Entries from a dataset
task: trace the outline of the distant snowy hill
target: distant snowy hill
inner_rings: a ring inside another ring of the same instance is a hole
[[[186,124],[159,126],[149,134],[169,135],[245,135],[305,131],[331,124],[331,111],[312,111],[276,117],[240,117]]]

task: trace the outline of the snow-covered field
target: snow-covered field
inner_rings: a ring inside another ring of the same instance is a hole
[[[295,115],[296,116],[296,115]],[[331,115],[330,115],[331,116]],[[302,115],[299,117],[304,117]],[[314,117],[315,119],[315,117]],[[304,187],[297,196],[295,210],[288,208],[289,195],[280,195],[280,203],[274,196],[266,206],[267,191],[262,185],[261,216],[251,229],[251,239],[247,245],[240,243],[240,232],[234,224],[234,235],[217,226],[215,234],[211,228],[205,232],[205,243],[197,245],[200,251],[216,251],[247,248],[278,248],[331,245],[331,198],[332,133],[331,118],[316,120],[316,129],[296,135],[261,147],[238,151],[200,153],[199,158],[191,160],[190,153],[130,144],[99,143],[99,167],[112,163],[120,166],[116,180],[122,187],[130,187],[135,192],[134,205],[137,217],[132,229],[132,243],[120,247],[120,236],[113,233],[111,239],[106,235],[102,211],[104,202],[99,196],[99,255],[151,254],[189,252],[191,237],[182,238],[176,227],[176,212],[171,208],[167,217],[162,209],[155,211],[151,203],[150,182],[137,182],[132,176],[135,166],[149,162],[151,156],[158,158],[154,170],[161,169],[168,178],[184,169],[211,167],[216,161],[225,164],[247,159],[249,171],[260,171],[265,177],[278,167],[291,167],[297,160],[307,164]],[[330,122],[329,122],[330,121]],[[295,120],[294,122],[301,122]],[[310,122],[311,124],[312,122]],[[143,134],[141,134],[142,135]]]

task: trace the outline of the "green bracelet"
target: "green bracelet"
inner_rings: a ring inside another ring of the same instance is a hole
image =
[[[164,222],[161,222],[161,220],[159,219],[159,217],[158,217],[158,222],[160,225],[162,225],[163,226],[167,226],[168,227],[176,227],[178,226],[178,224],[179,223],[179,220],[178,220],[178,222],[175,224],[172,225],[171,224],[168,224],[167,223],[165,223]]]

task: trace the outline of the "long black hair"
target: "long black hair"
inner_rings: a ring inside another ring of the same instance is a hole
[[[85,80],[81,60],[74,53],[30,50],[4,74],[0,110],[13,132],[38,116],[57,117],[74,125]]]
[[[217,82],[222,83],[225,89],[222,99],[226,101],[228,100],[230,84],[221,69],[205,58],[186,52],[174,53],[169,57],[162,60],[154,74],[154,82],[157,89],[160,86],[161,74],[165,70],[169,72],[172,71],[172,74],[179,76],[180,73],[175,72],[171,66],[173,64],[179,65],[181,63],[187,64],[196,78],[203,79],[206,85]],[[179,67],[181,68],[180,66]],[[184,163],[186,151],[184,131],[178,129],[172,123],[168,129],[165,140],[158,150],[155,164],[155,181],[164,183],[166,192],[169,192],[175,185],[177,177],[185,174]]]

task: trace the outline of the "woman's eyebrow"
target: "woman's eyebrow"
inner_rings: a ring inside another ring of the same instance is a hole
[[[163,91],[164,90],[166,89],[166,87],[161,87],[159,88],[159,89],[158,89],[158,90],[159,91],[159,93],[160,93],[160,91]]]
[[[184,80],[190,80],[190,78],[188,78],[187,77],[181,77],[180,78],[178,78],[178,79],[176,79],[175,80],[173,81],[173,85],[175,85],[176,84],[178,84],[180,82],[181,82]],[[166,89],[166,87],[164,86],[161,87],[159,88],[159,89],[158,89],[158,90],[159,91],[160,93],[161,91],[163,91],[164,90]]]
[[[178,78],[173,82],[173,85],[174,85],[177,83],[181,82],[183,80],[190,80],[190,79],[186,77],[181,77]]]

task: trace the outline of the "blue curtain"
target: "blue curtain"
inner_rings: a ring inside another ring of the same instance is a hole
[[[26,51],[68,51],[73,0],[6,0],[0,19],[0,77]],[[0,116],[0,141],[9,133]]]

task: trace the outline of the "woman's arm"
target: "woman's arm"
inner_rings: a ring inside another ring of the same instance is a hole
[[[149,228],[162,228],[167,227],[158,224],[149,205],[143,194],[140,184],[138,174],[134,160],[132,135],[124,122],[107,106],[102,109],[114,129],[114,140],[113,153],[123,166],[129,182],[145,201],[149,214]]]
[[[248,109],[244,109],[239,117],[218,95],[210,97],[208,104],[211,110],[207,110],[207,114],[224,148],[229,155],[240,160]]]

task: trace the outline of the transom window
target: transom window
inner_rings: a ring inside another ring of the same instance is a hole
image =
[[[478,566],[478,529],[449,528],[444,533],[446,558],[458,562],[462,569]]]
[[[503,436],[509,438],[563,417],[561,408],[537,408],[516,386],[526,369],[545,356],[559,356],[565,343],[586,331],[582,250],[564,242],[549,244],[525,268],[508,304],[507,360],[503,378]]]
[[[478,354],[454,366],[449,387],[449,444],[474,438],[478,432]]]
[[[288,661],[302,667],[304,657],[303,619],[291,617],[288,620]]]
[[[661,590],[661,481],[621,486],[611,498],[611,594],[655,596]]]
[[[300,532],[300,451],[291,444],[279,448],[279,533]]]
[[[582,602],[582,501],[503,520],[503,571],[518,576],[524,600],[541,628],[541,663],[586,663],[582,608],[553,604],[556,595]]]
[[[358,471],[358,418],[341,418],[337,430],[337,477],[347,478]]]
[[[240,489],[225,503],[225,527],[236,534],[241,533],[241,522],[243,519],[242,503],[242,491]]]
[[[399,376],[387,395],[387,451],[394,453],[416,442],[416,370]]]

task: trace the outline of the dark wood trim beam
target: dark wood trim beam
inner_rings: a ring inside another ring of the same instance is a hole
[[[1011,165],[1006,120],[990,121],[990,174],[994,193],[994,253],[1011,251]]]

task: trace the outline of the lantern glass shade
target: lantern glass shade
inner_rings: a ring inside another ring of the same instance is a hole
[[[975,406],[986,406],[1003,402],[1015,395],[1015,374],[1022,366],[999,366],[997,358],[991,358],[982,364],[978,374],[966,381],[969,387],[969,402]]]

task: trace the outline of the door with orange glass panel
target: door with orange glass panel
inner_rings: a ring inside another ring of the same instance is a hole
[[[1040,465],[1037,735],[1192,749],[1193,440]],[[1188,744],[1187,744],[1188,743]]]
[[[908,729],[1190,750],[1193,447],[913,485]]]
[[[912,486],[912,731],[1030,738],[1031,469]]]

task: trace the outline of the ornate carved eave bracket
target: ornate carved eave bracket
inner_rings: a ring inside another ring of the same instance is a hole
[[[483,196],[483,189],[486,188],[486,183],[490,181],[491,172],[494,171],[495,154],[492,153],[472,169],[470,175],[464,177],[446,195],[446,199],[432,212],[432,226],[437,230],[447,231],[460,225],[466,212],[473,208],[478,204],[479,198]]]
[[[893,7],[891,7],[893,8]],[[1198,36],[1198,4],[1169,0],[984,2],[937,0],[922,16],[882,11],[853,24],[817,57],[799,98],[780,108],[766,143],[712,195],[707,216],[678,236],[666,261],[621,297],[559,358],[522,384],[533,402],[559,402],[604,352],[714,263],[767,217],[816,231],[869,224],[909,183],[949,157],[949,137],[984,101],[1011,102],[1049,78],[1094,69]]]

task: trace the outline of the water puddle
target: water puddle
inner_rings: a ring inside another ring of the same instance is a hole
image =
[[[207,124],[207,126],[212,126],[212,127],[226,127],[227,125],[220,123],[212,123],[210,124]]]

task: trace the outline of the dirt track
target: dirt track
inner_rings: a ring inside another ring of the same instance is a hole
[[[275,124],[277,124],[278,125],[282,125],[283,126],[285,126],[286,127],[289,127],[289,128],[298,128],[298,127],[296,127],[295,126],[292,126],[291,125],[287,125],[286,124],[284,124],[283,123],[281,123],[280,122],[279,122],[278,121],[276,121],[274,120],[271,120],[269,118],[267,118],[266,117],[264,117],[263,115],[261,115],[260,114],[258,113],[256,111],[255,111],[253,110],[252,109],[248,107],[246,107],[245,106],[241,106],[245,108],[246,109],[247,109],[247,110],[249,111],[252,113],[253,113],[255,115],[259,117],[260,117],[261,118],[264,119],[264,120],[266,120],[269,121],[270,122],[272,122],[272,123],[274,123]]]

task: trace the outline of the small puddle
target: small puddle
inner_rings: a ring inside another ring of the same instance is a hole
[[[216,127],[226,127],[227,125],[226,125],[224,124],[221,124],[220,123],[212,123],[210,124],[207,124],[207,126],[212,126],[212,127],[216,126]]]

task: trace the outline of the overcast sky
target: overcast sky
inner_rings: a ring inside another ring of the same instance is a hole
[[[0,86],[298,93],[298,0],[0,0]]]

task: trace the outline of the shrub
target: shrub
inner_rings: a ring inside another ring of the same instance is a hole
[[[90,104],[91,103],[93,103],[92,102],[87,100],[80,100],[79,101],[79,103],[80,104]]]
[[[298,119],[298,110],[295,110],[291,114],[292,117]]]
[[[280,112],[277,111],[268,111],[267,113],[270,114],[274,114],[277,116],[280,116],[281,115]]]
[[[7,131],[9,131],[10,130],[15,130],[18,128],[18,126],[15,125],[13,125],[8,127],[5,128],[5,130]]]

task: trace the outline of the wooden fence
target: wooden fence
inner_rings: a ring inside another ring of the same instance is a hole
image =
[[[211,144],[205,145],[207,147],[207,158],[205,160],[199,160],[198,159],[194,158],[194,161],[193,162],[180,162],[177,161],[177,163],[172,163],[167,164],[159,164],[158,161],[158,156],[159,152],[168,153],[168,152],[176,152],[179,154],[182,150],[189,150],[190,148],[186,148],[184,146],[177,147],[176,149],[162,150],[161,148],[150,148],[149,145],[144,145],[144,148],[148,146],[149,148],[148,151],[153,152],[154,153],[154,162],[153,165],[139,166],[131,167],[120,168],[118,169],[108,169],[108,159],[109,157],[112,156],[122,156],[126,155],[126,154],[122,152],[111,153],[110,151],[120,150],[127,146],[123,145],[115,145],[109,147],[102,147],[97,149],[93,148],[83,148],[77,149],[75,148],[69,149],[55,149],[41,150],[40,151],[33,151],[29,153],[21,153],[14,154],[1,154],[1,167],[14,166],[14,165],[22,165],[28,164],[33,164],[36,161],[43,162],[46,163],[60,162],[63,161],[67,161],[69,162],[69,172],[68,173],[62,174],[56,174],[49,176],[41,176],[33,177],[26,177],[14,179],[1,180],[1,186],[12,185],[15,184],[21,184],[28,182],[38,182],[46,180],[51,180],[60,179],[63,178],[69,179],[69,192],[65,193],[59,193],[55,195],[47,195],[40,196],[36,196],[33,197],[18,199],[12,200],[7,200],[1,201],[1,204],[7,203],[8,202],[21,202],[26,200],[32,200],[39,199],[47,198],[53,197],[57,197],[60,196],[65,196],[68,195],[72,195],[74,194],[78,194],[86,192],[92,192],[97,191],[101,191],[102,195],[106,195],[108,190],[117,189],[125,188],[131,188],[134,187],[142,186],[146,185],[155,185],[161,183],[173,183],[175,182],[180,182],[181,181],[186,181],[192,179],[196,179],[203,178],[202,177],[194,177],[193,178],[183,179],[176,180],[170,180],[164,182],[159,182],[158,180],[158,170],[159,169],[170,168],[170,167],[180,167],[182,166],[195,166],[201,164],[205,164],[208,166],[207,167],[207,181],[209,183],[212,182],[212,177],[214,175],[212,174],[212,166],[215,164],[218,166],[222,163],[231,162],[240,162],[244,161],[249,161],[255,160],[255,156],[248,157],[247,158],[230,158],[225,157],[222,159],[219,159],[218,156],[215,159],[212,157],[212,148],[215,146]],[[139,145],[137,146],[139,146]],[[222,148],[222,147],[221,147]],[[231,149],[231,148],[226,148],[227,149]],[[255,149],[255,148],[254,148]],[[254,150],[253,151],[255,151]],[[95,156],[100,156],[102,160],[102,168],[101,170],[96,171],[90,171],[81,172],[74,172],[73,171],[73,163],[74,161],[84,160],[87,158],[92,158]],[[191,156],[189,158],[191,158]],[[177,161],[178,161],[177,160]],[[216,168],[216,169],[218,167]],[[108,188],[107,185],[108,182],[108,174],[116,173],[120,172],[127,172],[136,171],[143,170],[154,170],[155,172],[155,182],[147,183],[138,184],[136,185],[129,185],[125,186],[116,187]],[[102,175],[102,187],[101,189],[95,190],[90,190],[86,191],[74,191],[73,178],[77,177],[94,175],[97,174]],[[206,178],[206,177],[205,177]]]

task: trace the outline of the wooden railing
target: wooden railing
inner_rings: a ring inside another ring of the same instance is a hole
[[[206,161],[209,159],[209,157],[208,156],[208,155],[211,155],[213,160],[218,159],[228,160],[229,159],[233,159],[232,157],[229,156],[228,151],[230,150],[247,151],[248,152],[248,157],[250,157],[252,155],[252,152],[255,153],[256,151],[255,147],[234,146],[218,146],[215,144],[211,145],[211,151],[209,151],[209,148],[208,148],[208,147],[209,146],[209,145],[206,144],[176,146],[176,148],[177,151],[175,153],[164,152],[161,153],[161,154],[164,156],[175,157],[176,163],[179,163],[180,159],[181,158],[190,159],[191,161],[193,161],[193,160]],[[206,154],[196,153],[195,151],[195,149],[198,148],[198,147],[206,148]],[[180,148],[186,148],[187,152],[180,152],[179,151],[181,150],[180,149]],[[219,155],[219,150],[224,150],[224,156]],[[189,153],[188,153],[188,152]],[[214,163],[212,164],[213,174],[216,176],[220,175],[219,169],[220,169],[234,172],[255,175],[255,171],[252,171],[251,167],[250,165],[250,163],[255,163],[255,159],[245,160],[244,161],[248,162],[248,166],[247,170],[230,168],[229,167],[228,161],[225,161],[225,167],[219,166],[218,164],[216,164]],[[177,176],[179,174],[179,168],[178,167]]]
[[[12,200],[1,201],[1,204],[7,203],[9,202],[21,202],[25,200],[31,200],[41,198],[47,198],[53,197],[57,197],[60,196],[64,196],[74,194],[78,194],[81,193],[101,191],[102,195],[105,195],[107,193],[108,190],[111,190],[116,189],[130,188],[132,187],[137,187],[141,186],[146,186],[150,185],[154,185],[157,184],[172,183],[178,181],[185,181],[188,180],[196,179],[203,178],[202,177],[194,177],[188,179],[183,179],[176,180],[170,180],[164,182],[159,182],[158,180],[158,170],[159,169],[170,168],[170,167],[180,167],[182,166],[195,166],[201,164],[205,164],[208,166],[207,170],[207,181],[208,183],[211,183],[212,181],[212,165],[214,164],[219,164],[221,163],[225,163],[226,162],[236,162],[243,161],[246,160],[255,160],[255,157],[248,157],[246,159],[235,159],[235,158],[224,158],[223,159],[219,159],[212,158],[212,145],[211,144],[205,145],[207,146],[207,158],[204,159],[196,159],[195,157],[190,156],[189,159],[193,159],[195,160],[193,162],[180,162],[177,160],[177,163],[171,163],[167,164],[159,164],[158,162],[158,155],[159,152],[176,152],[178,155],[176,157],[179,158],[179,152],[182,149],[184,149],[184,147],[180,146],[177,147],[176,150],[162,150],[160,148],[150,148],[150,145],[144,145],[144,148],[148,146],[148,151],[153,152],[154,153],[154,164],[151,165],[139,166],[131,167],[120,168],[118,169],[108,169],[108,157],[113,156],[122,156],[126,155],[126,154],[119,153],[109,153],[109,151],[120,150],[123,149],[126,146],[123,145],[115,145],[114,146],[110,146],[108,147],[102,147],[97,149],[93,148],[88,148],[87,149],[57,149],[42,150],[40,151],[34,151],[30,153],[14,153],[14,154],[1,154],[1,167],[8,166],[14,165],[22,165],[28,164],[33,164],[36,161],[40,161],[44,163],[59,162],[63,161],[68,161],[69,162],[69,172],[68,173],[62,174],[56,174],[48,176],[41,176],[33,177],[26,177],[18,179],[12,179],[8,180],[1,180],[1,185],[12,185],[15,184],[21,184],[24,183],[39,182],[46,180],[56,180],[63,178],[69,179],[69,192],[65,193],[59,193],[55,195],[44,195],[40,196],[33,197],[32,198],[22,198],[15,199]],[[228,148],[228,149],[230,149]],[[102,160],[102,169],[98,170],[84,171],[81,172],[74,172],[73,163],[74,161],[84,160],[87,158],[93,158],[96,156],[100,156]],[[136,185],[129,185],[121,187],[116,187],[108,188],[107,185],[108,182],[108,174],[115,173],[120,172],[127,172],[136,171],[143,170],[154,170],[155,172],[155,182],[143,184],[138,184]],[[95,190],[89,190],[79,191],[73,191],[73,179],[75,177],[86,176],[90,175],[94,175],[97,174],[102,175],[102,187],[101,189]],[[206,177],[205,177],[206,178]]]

▸ **To be done**
How many lines in the records above contain the word "wooden"? Reply with the number only.

▸ **Answer in full**
4